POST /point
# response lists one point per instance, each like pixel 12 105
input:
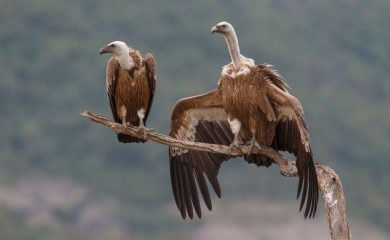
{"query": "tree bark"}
pixel 329 182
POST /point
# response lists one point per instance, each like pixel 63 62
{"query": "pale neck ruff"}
pixel 234 49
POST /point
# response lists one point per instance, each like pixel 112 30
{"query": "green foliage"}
pixel 334 54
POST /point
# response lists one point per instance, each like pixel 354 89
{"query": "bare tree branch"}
pixel 329 182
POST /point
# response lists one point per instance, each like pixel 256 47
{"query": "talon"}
pixel 145 131
pixel 235 144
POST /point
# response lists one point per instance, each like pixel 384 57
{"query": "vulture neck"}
pixel 125 61
pixel 234 49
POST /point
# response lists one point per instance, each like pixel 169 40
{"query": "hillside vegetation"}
pixel 335 55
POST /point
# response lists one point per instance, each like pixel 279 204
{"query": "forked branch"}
pixel 329 182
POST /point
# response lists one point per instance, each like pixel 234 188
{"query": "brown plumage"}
pixel 251 104
pixel 130 83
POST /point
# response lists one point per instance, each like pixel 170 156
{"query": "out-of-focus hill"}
pixel 334 54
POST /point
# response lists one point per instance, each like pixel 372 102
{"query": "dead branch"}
pixel 329 182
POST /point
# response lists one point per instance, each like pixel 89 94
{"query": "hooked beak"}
pixel 214 29
pixel 103 50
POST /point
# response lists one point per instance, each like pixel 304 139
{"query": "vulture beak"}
pixel 214 29
pixel 103 50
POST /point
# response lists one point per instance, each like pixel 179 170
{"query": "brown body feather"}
pixel 133 89
pixel 260 101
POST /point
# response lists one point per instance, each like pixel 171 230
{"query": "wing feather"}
pixel 199 119
pixel 292 136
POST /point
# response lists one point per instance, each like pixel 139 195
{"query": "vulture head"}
pixel 121 51
pixel 117 48
pixel 223 28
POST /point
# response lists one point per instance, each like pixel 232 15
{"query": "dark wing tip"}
pixel 308 184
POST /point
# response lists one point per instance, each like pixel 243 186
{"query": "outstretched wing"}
pixel 197 119
pixel 292 136
pixel 151 71
pixel 112 71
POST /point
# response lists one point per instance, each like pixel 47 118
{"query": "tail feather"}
pixel 124 138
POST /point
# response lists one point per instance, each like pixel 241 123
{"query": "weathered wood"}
pixel 329 182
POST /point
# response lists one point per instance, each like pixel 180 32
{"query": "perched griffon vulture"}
pixel 251 105
pixel 130 83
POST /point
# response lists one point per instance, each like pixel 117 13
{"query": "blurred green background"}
pixel 62 177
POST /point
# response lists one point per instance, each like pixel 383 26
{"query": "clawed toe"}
pixel 145 131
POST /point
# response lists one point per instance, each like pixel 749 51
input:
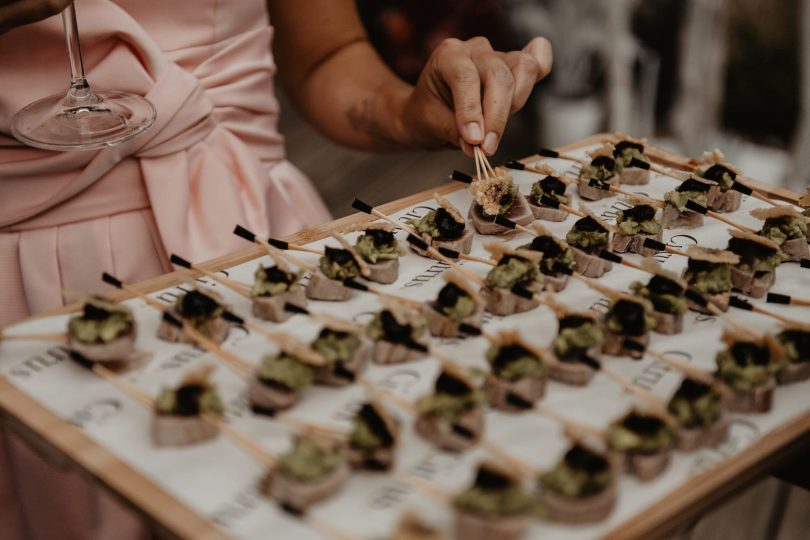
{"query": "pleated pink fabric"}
pixel 214 158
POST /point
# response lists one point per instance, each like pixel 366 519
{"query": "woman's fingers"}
pixel 540 48
pixel 19 12
pixel 479 86
pixel 461 75
pixel 498 92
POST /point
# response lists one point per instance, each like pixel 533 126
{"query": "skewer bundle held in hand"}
pixel 597 326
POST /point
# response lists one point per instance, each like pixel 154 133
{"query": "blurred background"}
pixel 690 75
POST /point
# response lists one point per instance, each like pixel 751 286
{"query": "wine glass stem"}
pixel 79 89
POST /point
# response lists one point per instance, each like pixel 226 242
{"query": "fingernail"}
pixel 474 131
pixel 491 142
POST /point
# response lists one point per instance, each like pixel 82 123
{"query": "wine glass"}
pixel 82 119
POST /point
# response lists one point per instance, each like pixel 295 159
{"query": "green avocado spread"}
pixel 100 323
pixel 678 199
pixel 630 227
pixel 596 172
pixel 573 341
pixel 286 371
pixel 628 154
pixel 448 406
pixel 375 251
pixel 336 346
pixel 426 225
pixel 514 362
pixel 308 461
pixel 745 366
pixel 673 304
pixel 780 230
pixel 538 193
pixel 455 303
pixel 384 326
pixel 696 405
pixel 590 241
pixel 363 437
pixel 579 474
pixel 709 278
pixel 513 270
pixel 189 400
pixel 340 270
pixel 501 497
pixel 273 281
pixel 640 434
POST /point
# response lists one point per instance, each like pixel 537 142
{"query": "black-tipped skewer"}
pixel 238 287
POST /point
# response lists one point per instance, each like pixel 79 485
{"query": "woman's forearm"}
pixel 335 77
pixel 354 99
pixel 464 95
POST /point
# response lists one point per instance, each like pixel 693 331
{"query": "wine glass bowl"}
pixel 59 122
pixel 81 119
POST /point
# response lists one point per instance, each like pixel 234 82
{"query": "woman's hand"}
pixel 14 13
pixel 463 97
pixel 467 92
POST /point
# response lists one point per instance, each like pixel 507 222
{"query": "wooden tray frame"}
pixel 66 445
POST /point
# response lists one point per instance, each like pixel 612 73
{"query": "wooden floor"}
pixel 770 510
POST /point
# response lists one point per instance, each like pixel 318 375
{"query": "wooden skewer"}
pixel 569 425
pixel 239 365
pixel 238 287
pixel 368 209
pixel 478 174
pixel 272 250
pixel 246 443
pixel 321 317
pixel 553 154
pixel 701 375
pixel 741 303
pixel 658 155
pixel 428 488
pixel 434 253
pixel 653 401
pixel 352 284
pixel 408 405
pixel 485 162
pixel 776 298
pixel 284 245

- _What to work on_
Write the entries out again exactly as they appear, with the pictures omitted.

- _Output below_
POST /point
# response lists one point per instance, each like pixel 12 105
input:
{"query": "tree bark"}
pixel 329 182
POST /point
# response lists one point per instance, each like pixel 63 62
{"query": "pale neck ruff"}
pixel 234 49
POST /point
# response lists one point per instance, each like pixel 112 30
{"query": "green foliage"}
pixel 334 54
POST /point
# response lists one point per instance, each like pixel 354 89
{"query": "bare tree branch"}
pixel 329 182
POST /point
# response lists one point per instance, each like pixel 256 47
{"query": "talon"}
pixel 145 131
pixel 235 144
POST /point
# response lists one point per instance, each like pixel 384 57
{"query": "vulture neck"}
pixel 125 61
pixel 234 49
POST /point
# response lists one point per instance, each like pixel 169 40
{"query": "hillside vegetation"}
pixel 335 55
POST /point
# response lists one point per instance, each like pixel 279 204
{"query": "forked branch"}
pixel 329 182
POST /point
# response lists one point per instance, each like pixel 234 188
{"query": "brown plumage"}
pixel 251 104
pixel 130 83
POST /point
# response lists one point per instance, each like pixel 170 156
{"query": "out-of-focus hill"}
pixel 334 54
POST /point
# response lists one point per instance, each like pixel 372 102
{"query": "dead branch"}
pixel 329 182
POST /point
# response lists one point per instance, each like pixel 89 94
{"query": "hooked beak"}
pixel 214 29
pixel 103 50
POST /point
# response lists one point per instance, each like pixel 304 139
{"query": "vulture beak"}
pixel 214 29
pixel 103 50
POST /point
# response lists one point per instance, each like pixel 179 170
{"query": "brown body feather"}
pixel 133 89
pixel 260 101
POST /point
# response lists one point per instance, each like pixel 171 230
{"query": "wing feather"}
pixel 199 119
pixel 292 136
POST /point
# response lists one point per instance, each like pixel 139 195
{"query": "vulture head"}
pixel 121 51
pixel 117 48
pixel 223 28
POST /point
# response lists one point per instance, each like pixel 232 15
{"query": "dark wing tip"}
pixel 308 184
POST /point
# response lists one point per instance, each like pixel 243 186
{"query": "outstretched wing"}
pixel 197 119
pixel 292 136
pixel 151 71
pixel 112 71
POST /point
# response lists one point per instance, each like pixel 47 118
{"query": "tail feather"}
pixel 124 138
POST /point
# response lists one point per instance, each like pixel 241 123
{"query": "weathered wood"}
pixel 329 182
POST /point
# response lists one point per instance, each like pixel 180 32
{"query": "perched griffon vulture"}
pixel 251 105
pixel 130 83
POST /point
# response lists one point per instance, each like pixel 117 13
{"query": "blurred green background"}
pixel 62 177
POST /point
# response lists one point per instance, each like pixel 383 26
{"query": "clawed toe"}
pixel 145 131
POST /point
# response lists one point per instance, each like pixel 749 51
input:
{"query": "pleated pink fabric"}
pixel 214 158
POST /point
# response lists one point per instance, each like pixel 366 519
{"query": "woman's fingers"}
pixel 540 48
pixel 19 12
pixel 479 86
pixel 461 75
pixel 498 92
POST /point
# response lists one point per instance, each like pixel 533 126
{"query": "skewer bundle held in hand"}
pixel 597 326
POST /point
# response lists one point per instance, each like pixel 154 133
{"query": "blurred background"}
pixel 690 75
POST /point
# response lists one point per instance, each like pixel 751 286
{"query": "wine glass stem"}
pixel 79 89
POST /point
# response lists one point per instance, each like pixel 226 242
{"query": "fingernail"}
pixel 474 131
pixel 491 142
POST /point
# response lists one point per instance, each like pixel 82 123
{"query": "wine glass"}
pixel 82 119
POST /point
# response lists one point per instance, each like pixel 295 159
{"query": "green avocado spread"}
pixel 100 323
pixel 678 199
pixel 630 227
pixel 596 172
pixel 573 341
pixel 286 371
pixel 628 154
pixel 448 406
pixel 375 251
pixel 336 346
pixel 426 225
pixel 514 362
pixel 308 461
pixel 745 366
pixel 673 304
pixel 780 230
pixel 538 193
pixel 455 303
pixel 384 326
pixel 696 405
pixel 590 241
pixel 363 437
pixel 579 474
pixel 709 278
pixel 513 270
pixel 189 400
pixel 340 270
pixel 501 497
pixel 273 281
pixel 640 434
POST /point
# response lists one point per instance, each like pixel 537 142
{"query": "black-tipped skewer"}
pixel 238 287
POST /point
# response lists one point per instance, each like pixel 79 485
{"query": "woman's forearm"}
pixel 335 77
pixel 354 99
pixel 464 95
POST /point
# response lists one point per instance, each like pixel 693 331
{"query": "wine glass bowl"}
pixel 59 122
pixel 81 119
POST /point
# response lists one point per instance, each like pixel 234 82
{"query": "woman's hand"}
pixel 14 13
pixel 463 97
pixel 467 92
POST /point
# response lists one point per instance, each like pixel 507 222
{"query": "wooden tray frame"}
pixel 66 445
POST /point
# response lists one point per instance, each like pixel 612 73
{"query": "wooden floor"}
pixel 770 510
POST /point
# response lists one point per instance, each like pixel 318 375
{"query": "wooden skewer"}
pixel 569 425
pixel 239 365
pixel 238 287
pixel 368 209
pixel 478 174
pixel 272 250
pixel 246 443
pixel 321 317
pixel 553 154
pixel 701 375
pixel 741 303
pixel 658 155
pixel 428 488
pixel 434 253
pixel 653 401
pixel 352 284
pixel 408 405
pixel 485 162
pixel 776 298
pixel 284 245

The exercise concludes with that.